What is being asked
Copy out the data verbatim, from the line containing "The service SHOULD place a point on the dog's" down through the line containing "Query: dog's curled body", including both of those lines and leaving out any pictures.

Dataset extract
++++++++++

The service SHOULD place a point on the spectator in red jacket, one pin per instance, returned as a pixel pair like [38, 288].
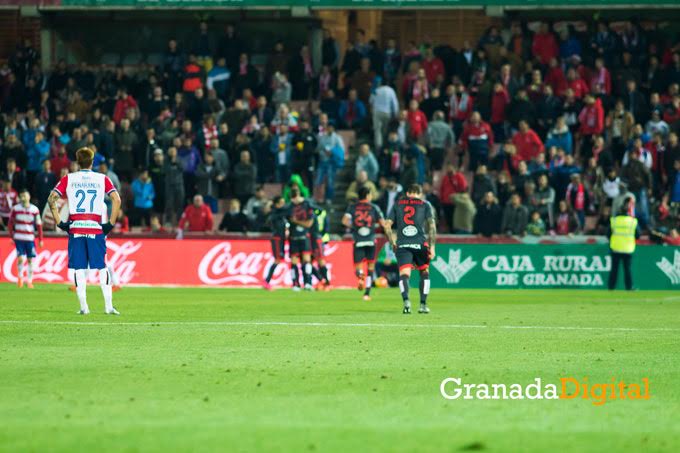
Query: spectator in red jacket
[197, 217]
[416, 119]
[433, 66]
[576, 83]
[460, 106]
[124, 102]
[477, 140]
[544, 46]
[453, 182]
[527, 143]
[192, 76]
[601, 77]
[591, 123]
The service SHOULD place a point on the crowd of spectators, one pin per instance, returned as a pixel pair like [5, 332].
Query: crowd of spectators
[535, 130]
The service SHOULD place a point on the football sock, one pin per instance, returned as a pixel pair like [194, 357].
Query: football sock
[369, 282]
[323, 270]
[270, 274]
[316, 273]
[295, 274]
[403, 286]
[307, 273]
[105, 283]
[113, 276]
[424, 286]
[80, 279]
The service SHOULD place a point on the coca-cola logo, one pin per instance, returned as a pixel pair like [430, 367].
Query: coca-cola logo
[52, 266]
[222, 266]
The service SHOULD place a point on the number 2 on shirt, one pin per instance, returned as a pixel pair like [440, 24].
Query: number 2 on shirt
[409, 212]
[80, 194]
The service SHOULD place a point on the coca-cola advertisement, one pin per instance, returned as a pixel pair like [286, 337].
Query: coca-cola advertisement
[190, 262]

++++++++++

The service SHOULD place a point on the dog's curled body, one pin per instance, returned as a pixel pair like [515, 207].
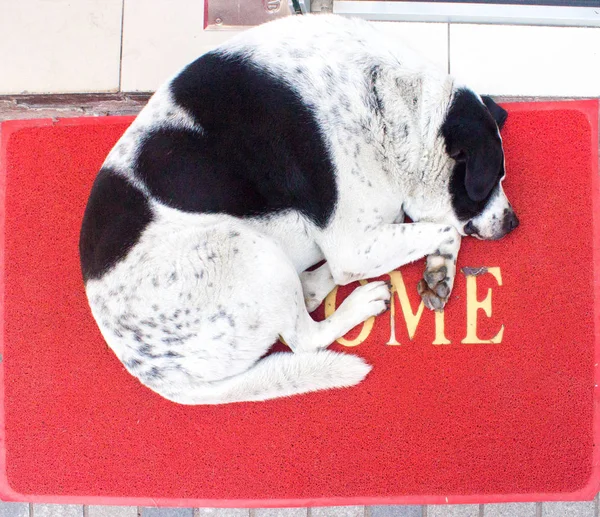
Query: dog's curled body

++++++++++

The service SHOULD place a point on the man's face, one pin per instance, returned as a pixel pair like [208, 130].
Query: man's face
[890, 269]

++++++++++

Task result
The service SHOULD place a point on the dog's curled body, one pin per instance, returned as a pixel pair like [515, 207].
Query: dog's curled body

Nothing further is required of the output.